▶ **TASKS**:
1. In the article on police-requested ketamine injections, what was the number of documented ketamine injections during police calls last year?
2. Decide whether each statement agrees with the article on police-requested ketamine injections, answering yes or no and quoting the deciding words: (a) Ketamine has been used for decades as an anesthetic for humans and animals. (b) The man in the mental health crisis was injected with the drug once. (c) The police department had a policy for using the drug for several years.
3. From the ketamine article, quote the passage starting at "- By Christophe­r" and ending at "in treating depression.".

#### TEXT UNDER STUDY

San Francisco Chronicle - (Sunday)

Sedative used to subdue suspects at request of police

- By Christophe­r Mele Christophe­r Mele is a New York Times writer.

Minneapoli­s police officers asked emergency medical workers dozens of times over three years to inject suspects and others with the powerful anesthetic ketamine, including some who were already restrained, the Star Tribune reported.

In some cases, the drug caused heart or breathing failure and required those injected to be revived or intubated, according to the newspaper.

The Star Tribune reported Friday that it had obtained a draft report of an investigat­ion by the Office of Police Conduct Review, a division of the city’s Department of Civil Rights.

Ketamine has for decades been used as an anesthetic for humans and animals as well as abused as a recreation­al hallucinog­enic drug known as Special K. Researcher­s have also explored its therapeuti­c uses in treating depression.

The Star Tribune, citing the draft report, said the number of documented injections of ketamine during police calls increased to 62 last year from three in 2012, including four times on the same person.

In one case, officers and emergency medical workers responded to a call about a man who appeared to be in a mental health crisis. Four officers and two medical responders arrived and decided to sedate the man, according to the report authors, who reviewed body camera footage, the Star Tribune reported.

Upon seeing the needle, the man said he did not want the shot. “That’s not cool!” he pleaded, according to the newspaper. “I don’t need that!”

He was injected with the drug twice and secured to a chair. “Shortly after, he became nonverbal and unintellig­ible, prompting one officer to remark, ‘He just hit the K-hole,’ a slang term for the intense delirium brought on by ketamine,” the newspaper reported.

Until last month, police had no policy for using the drug, which the department manual classified as a “date rape drug” because it is a powerful sedative that can erase or alter memory.

########
#### STORED DATA

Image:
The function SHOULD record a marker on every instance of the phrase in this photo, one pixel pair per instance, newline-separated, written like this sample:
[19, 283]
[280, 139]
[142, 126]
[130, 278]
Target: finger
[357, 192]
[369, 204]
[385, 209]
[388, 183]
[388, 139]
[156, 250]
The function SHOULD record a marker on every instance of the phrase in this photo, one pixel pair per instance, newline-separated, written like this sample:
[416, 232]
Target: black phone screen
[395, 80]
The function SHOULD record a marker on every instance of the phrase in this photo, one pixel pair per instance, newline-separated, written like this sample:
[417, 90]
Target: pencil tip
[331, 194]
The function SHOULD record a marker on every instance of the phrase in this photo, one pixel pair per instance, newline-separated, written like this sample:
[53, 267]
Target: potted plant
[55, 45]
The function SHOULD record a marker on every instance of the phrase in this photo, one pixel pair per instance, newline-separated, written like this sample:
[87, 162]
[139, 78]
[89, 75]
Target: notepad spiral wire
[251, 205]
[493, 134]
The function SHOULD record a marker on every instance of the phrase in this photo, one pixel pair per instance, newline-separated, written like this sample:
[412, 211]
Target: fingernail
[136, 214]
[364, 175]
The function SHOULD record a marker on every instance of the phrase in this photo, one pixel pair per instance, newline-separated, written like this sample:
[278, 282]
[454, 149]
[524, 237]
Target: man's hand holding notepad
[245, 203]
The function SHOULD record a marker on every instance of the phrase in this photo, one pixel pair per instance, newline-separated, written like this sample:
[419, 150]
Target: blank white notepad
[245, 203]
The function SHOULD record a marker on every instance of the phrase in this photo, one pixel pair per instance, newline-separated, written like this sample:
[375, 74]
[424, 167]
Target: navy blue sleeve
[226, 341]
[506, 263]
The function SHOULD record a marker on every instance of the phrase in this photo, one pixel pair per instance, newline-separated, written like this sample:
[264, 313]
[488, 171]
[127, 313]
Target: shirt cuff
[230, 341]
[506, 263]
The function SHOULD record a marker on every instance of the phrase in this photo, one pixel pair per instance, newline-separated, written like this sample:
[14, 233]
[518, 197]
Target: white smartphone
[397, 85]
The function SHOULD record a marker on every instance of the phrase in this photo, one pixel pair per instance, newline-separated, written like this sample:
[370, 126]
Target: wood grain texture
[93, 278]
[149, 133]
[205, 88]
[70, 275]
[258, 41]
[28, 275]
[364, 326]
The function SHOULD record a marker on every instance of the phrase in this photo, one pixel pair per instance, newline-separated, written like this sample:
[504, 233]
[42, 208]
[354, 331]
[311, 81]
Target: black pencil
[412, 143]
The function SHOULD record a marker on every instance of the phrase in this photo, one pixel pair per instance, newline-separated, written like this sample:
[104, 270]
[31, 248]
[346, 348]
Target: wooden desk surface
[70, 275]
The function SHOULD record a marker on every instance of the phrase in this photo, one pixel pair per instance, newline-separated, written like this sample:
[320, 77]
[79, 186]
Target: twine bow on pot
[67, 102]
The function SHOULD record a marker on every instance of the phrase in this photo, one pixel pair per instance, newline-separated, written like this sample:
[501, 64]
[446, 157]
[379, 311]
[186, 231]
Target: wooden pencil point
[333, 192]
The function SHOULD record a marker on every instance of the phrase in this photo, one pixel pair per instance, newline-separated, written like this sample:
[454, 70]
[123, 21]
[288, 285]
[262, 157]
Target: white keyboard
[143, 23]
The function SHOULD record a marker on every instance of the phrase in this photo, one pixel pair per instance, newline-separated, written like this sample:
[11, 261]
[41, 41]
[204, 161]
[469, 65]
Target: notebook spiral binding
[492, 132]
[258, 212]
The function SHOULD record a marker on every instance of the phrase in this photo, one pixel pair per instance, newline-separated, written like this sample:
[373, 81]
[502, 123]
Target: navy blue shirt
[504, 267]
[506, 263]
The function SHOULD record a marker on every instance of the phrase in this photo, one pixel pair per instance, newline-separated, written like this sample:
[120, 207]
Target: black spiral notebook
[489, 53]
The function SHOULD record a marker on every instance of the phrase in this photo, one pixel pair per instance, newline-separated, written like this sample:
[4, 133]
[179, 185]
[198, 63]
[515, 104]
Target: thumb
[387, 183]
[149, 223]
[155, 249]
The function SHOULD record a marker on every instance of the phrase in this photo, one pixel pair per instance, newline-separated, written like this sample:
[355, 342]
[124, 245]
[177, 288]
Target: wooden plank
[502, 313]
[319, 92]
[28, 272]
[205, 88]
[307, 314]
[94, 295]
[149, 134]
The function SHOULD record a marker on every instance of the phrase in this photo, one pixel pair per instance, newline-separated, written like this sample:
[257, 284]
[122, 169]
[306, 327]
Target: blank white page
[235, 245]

########

▶ **TASK RESPONSES**:
1. 62

2.
(a) Yes: "Ketamine has for decades been used as an anesthetic for humans and animals"
(b) No: "He was injected with the drug twice"
(c) No: "Until last month, police had no policy for using the drug"

3.
- By Christophe­r Mele Christophe­r Mele is a New York Times writer.

Minneapoli­s police officers asked emergency medical workers dozens of times over three years to inject suspects and others with the powerful anesthetic ketamine, including some who were already restrained, the Star Tribune reported.

In some cases, the drug caused heart or breathing failure and required those injected to be revived or intubated, according to the newspaper.

The Star Tribune reported Friday that it had obtained a draft report of an investigat­ion by the Office of Police Conduct Review, a division of the city’s Department of Civil Rights.

Ketamine has for decades been used as an anesthetic for humans and animals as well as abused as a recreation­al hallucinog­enic drug known as Special K. Researcher­s have also explored its therapeuti­c uses in treating depression.